* _Do this_
Collect every line of the records below that contains the string "cliff", counting only matches with the same capitalization.

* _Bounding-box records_

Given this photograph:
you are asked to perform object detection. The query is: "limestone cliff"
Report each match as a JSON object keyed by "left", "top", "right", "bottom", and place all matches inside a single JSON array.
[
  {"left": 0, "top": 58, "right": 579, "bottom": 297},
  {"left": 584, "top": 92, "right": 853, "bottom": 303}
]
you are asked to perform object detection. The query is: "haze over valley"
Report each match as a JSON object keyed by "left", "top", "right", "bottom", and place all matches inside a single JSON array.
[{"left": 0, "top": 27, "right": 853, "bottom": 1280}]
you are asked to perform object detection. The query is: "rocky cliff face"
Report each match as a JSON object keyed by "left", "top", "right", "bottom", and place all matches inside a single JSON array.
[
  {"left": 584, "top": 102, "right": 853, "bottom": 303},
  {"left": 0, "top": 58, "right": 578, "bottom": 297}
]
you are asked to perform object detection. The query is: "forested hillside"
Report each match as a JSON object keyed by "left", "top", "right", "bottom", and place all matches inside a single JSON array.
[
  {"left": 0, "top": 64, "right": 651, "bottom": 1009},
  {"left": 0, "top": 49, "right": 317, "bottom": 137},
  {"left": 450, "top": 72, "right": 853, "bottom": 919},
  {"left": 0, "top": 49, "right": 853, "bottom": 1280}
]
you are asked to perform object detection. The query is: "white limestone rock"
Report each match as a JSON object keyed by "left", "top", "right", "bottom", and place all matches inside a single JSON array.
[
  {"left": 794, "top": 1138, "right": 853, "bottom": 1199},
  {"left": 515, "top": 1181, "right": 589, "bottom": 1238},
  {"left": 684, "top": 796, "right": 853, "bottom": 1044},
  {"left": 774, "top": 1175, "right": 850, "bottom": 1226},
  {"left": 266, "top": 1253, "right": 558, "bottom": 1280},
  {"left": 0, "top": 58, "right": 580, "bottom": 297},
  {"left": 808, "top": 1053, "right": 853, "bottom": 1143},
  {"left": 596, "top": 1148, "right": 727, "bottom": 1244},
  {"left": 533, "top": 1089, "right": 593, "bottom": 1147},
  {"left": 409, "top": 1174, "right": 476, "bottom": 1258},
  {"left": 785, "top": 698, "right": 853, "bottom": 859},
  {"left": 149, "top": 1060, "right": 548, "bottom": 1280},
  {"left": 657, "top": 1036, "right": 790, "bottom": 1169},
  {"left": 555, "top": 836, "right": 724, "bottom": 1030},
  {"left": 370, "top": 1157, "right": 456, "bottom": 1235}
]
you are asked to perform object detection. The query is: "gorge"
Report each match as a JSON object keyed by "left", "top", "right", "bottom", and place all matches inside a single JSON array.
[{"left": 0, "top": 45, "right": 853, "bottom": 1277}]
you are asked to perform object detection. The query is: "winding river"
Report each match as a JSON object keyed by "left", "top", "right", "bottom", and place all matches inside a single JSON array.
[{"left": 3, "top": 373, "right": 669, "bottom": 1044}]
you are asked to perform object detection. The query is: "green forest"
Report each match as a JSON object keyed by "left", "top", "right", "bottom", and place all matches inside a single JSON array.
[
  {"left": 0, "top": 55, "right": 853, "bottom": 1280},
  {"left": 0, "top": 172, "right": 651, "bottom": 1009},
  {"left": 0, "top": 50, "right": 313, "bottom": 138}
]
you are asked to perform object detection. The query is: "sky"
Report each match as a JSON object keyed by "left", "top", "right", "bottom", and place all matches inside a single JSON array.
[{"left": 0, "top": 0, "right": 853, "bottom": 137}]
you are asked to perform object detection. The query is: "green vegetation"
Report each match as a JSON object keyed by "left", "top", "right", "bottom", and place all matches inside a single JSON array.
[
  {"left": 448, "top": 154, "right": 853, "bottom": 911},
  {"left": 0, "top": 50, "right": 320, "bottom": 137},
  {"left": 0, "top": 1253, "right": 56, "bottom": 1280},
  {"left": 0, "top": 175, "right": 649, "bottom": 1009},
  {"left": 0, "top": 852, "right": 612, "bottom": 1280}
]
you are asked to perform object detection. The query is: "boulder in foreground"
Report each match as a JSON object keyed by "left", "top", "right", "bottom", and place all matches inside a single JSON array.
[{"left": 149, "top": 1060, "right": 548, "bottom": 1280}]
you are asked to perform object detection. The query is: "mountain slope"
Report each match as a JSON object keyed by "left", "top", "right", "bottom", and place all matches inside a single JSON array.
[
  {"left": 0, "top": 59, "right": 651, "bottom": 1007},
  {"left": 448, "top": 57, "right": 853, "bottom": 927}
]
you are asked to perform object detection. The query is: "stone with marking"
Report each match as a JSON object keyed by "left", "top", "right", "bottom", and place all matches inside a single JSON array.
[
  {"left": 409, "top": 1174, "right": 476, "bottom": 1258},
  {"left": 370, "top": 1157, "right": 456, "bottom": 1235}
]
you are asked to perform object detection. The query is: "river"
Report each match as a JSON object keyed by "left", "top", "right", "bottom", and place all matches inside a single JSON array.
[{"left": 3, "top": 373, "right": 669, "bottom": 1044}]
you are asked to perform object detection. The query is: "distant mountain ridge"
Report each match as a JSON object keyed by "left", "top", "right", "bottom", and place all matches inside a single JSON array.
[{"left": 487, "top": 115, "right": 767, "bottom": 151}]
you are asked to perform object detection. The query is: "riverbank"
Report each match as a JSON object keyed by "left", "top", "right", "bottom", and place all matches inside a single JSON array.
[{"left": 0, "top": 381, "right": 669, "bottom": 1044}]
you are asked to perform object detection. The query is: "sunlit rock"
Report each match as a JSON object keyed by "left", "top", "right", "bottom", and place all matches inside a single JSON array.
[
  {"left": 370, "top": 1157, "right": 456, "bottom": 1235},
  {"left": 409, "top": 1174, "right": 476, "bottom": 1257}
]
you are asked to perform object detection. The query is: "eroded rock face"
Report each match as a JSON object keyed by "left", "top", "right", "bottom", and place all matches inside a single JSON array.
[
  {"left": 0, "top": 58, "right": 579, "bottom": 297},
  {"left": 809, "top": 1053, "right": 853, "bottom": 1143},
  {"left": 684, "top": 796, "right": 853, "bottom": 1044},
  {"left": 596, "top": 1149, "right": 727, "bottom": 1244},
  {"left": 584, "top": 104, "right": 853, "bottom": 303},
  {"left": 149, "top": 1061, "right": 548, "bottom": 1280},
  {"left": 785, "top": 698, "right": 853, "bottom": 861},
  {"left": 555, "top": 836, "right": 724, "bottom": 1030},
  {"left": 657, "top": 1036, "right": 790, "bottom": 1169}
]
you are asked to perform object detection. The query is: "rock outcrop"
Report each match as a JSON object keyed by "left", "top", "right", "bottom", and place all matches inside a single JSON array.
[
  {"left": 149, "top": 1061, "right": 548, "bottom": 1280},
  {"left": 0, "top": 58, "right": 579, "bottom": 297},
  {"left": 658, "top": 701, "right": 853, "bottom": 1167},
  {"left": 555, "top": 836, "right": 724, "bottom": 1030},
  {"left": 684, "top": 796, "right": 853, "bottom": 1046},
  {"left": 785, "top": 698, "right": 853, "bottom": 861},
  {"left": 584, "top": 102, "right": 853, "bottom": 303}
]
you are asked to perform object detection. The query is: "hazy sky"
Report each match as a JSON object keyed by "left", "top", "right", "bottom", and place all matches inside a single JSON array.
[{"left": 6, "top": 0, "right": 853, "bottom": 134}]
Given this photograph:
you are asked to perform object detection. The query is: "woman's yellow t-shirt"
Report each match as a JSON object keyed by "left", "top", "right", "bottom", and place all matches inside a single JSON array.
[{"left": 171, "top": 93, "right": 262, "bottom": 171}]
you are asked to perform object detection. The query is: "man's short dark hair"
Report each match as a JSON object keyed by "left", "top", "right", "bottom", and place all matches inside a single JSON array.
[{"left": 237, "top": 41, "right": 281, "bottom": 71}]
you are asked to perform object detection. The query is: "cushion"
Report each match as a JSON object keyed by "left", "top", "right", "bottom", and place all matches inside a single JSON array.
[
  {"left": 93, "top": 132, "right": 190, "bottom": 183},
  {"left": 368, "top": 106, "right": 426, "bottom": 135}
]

* _Task output_
you are asked to perform object detection. The query is: "limestone cliff"
you are asked to perform object detection. The query is: "rocky cliff face"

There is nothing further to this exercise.